*** Excerpt

There is a sort of refined pleasure in having to do with such a world; for there is none in which purer or more touching fruits could grow. I will show one—"Elaine, the lily maid of Astolat"—who, having seen Lancelot once, loves him when he has departed, and for her whole life. She keeps the shield, which he has left in a tower, and every day goes up to look at it, counting "every dint a sword had beaten in it, and every scratch a lance had made upon it," and living on her dreams. He is wounded: she goes to tend and heal him:

"She murmur'd, 'vain, in vain: it cannot be.
He will not love me: how then? must I die?'
Then as a little helpless innocent bird,
That has but one plain passage of few notes,
Will sing the simple passage o'er and o'er
For all an April morning, till the ear
Wearies to hear it, so the simple maid
Went half the night repeating, 'must I die?'"[453]

At last she confesses her secret; but with what modesty and spirit! He cannot marry her; he is tied to another. She droops and fades; her father and brothers try to console her, but she will pot be consoled. She is told that Lancelot has sinned with the queen; she does not believe it:

"At last she said, 'Sweet brothers, yester night
I seem'd a curious little maid again,
As happy as when we dwelt among the woods,
And when you used to take me with the flood
Up the great river in the boatman's boat.
Only you would not pass beyond the cape
That hast the poplar on it; there you fixt
Your limit, oft returning with the tide.
And yet I cried because you would not pass
Beyond it, and far up the shining flood
Until we found the palace of the King.
... Now shall I have my will.'"[454]

She dies, and her father and brothers did what she had asked them to do:

"But when the next sun brake from underground,
Then, those two brethren slowly with bent brows
Accompanying, the sad chariot-bier
Past like a shadow thro' the field, that shone
Full summer, to that stream whereon the barge,
Pall'd all its length in blackest samite, lay.

******
*** Provided data

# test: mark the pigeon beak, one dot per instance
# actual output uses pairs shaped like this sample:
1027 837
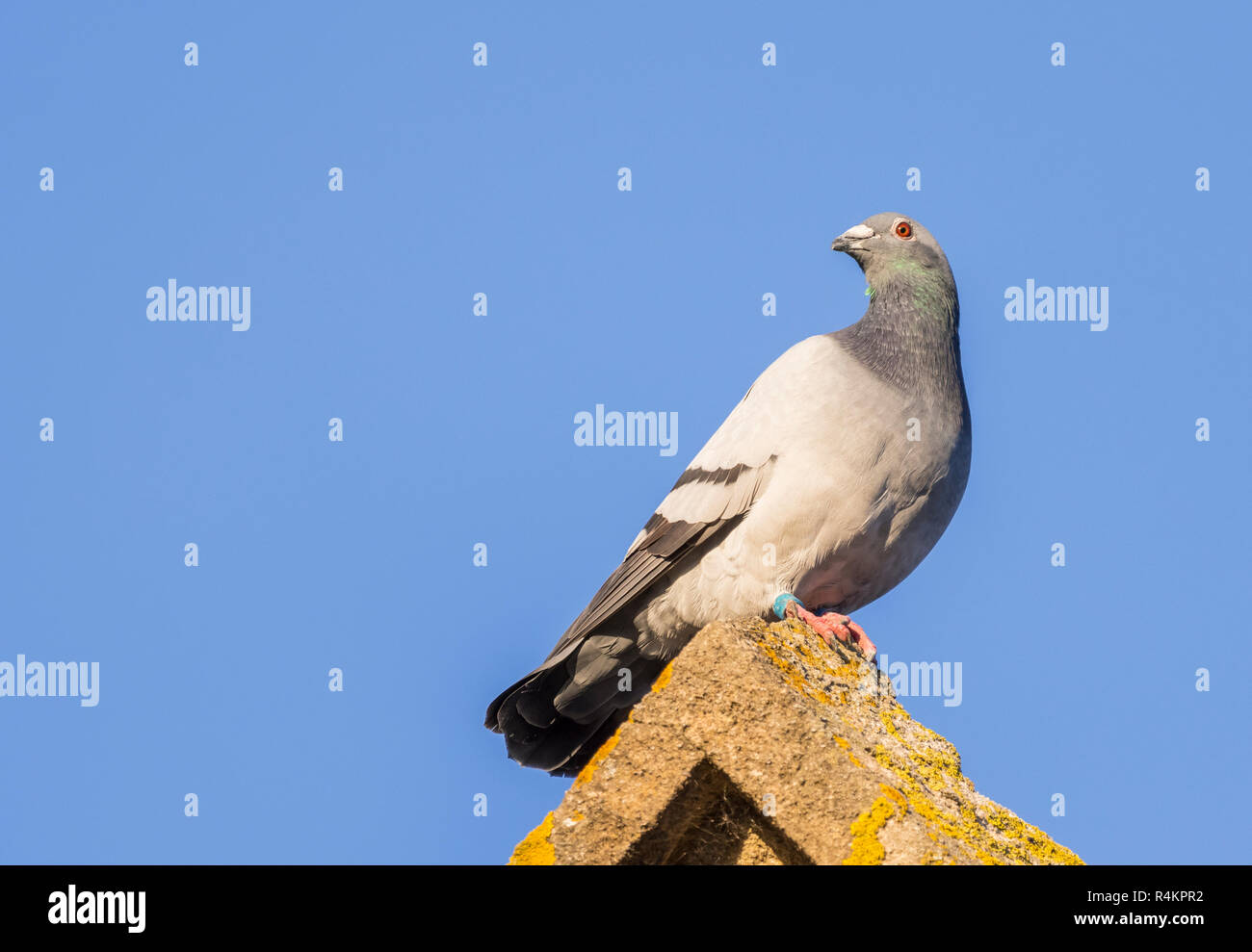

******

| Stated problem |
In the passage on Elaine, what does she keep after Lancelot leaves it in a tower? The lines play no part here.

| Correct result |
His shield.